Each line from the one containing "Identify the tall" through the end of the data below is to be output verbatim, with no lines added or left out.
------ Records to process ------
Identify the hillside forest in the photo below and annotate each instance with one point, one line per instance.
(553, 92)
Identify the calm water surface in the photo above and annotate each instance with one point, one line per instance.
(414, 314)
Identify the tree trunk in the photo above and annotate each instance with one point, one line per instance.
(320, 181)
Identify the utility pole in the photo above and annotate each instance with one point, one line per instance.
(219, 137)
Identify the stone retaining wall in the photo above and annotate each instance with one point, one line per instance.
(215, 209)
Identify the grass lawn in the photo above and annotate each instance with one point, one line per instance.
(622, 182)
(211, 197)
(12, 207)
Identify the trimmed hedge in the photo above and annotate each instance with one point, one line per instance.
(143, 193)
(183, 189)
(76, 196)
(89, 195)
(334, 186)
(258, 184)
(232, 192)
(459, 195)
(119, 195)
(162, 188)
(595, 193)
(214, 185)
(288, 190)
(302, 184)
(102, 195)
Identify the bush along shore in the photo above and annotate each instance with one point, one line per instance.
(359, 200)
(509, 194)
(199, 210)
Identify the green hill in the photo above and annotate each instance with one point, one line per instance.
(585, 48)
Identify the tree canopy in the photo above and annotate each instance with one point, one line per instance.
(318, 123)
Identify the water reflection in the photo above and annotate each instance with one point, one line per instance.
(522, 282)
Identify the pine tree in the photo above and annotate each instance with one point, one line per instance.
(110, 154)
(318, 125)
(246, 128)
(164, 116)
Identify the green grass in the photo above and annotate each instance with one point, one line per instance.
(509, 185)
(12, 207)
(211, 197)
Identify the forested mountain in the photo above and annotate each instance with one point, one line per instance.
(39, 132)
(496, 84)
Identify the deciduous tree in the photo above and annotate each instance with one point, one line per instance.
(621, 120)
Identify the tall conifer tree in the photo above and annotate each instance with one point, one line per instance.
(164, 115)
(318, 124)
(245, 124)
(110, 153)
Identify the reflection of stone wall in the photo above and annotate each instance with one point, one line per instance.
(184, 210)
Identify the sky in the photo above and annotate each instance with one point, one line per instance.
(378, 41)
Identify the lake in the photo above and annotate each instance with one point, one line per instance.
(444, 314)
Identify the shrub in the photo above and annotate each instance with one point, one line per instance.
------
* _Answer section_
Identify the tall conifer tree in the photo above and annotate each instance with one point, one line per instance.
(164, 115)
(318, 124)
(245, 124)
(110, 153)
Identify the reflection of stone wall in the photo above and annotate each instance with one point, one line per instance.
(184, 210)
Identify the sky in the photo above and annotate each instance with one point, one line per instance.
(378, 41)
Identify the lake in the photo above and annotate each instance with one point, one line per instance.
(444, 314)
Identify the shrub in the photo above and annotate each instance with one point, one line per instance.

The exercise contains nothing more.